Task data
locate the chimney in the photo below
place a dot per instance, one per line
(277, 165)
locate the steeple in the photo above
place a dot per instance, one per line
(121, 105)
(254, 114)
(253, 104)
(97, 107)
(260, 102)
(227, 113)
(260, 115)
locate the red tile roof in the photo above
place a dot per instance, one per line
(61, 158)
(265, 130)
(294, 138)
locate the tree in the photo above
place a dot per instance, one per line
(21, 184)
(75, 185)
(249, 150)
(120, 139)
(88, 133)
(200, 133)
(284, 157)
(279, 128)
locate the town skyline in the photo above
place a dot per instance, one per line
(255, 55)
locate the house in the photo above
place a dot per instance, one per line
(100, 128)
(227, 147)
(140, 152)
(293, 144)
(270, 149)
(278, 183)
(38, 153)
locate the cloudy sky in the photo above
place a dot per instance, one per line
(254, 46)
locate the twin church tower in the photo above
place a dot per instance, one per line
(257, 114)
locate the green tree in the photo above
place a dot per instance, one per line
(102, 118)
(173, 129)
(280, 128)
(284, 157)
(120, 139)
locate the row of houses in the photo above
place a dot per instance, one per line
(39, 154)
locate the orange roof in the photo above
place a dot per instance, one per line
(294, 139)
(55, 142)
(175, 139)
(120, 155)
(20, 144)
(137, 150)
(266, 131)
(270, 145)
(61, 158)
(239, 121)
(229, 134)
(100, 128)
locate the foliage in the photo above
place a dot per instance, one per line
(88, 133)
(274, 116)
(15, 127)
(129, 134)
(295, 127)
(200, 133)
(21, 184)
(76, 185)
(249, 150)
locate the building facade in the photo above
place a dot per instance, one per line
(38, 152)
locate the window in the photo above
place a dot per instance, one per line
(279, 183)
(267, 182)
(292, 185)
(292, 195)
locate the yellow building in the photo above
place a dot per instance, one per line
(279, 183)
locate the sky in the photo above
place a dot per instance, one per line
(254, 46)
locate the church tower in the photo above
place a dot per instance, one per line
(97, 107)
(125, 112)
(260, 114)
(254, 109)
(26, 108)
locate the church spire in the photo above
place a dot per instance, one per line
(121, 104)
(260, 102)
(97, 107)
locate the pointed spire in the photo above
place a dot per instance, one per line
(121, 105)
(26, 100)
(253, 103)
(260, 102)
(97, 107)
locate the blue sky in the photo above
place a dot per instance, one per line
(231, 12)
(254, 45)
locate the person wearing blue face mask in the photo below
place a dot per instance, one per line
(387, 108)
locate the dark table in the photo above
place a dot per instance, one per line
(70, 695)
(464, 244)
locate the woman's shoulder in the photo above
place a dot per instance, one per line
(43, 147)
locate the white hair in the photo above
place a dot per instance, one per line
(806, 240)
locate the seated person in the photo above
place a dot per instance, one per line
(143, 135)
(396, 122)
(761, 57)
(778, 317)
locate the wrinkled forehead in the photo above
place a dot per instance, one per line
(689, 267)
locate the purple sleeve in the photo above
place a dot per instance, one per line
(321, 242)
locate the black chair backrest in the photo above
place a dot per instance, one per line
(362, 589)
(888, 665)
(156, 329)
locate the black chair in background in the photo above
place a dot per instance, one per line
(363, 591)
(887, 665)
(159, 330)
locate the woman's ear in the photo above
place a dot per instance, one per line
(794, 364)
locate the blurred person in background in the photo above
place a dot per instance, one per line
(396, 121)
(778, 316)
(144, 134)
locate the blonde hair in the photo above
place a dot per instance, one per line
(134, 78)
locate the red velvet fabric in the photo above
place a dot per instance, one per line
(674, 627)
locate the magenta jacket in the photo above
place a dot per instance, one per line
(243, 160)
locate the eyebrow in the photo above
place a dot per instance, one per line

Your objective
Reproduce all the items above, changing each "one per line" to "each on its own line" and keeping everything else the same.

Expected answer
locate the chimney in the photo below
place a dot per instance, each on its own line
(277, 165)
locate the steeple in the photo above
place a dot per instance, each on its own line
(121, 105)
(254, 114)
(253, 104)
(97, 107)
(260, 102)
(227, 113)
(260, 115)
locate the red tile roof in the photo above
place a dot per instance, each on its own line
(61, 158)
(265, 130)
(294, 138)
locate the tree in the photo above
place a dot per instance, each on its own line
(21, 184)
(75, 185)
(249, 150)
(120, 139)
(88, 133)
(200, 133)
(284, 157)
(279, 128)
locate the town skyline in the photo above
place a dot per instance, each on its own line
(255, 55)
locate the house in the photo above
place a dot per instance, each on its own line
(100, 128)
(227, 147)
(140, 152)
(293, 144)
(270, 149)
(278, 183)
(38, 153)
locate the cloudy sky in the photo above
place a dot per instance, each on its own line
(254, 46)
locate the twin church tower in the photo above
place a dot per instance, each on its own line
(257, 114)
locate the green tree in the photo above
place a dot per instance, each on its own line
(102, 118)
(173, 129)
(280, 128)
(284, 157)
(120, 139)
locate the row of houses in the photo above
place a dot per instance, each on its own line
(39, 154)
locate the orange roof in the photo above
place a dot per instance, each on its own line
(294, 139)
(55, 142)
(175, 139)
(120, 155)
(20, 144)
(137, 150)
(266, 131)
(270, 145)
(61, 158)
(239, 121)
(229, 134)
(100, 128)
locate the foliage in the photo above
place a dot per instance, each on its own line
(88, 133)
(274, 116)
(15, 127)
(129, 134)
(295, 127)
(200, 133)
(21, 184)
(76, 185)
(249, 150)
locate the building facade in the photo above
place a dot per instance, each on its own line
(38, 152)
locate the window in the photo above
place a dot per instance, each on its own line
(279, 183)
(267, 182)
(292, 185)
(292, 195)
locate the yellow building in the photo above
place a dot per instance, each on its own line
(279, 183)
locate the sky in the photo above
place a dot per instance, each on its own line
(254, 46)
locate the church tower in the photo above
place a dot per instance, each on its own line
(97, 107)
(125, 112)
(260, 114)
(254, 109)
(26, 108)
locate the church spire in the photo above
place a dot per instance, each on its own line
(121, 104)
(260, 102)
(97, 107)
locate the pointed spire in the photo above
place a dot per instance, each on its own line
(121, 105)
(26, 100)
(253, 103)
(260, 102)
(97, 107)
locate the blue sky in the photo above
place a dot per instance, each on its own line
(231, 12)
(254, 45)
locate the person wearing blue face mask in the photo below
place a dot per instance, each on its own line
(387, 108)
locate the dark table in the photo above
place a dot per instance, each on its own line
(70, 695)
(464, 244)
locate the woman's shoulder in the photo above
place a dot per instance, each on its own line
(43, 147)
locate the white hair in the photo above
place a dot per instance, each on its own line
(806, 240)
locate the seated person in the photo above
place a dot per instance, each on its own line
(143, 135)
(396, 122)
(761, 57)
(778, 317)
locate the wrinkled forehead in the photo above
place a dot per instance, each on its own line
(689, 267)
locate the purple sleeve in the photo above
place a dot per instance, each on its own line
(321, 242)
locate the black chair backrest in the photo above
place a dot per instance, each on its own line
(362, 589)
(888, 665)
(156, 329)
locate the black chair in background in the photo above
place a dot per instance, each on its own line
(363, 591)
(887, 665)
(159, 330)
locate the woman's ear in the photo above
place a dot per instance, each on its own line
(794, 364)
locate the blurred person in background in the photo above
place a dot per instance, each on its own line
(396, 121)
(778, 316)
(144, 134)
locate the blonde hair in the photo above
place a dot per instance, each on its own line
(134, 78)
locate the red velvet fabric in the photo above
place a dot per instance, each on its own line
(674, 627)
locate the magenta jacket in the photo above
place a dot per instance, each on its own line
(243, 160)
locate the eyebrow in the photo above
place a dot per instance, each on its own line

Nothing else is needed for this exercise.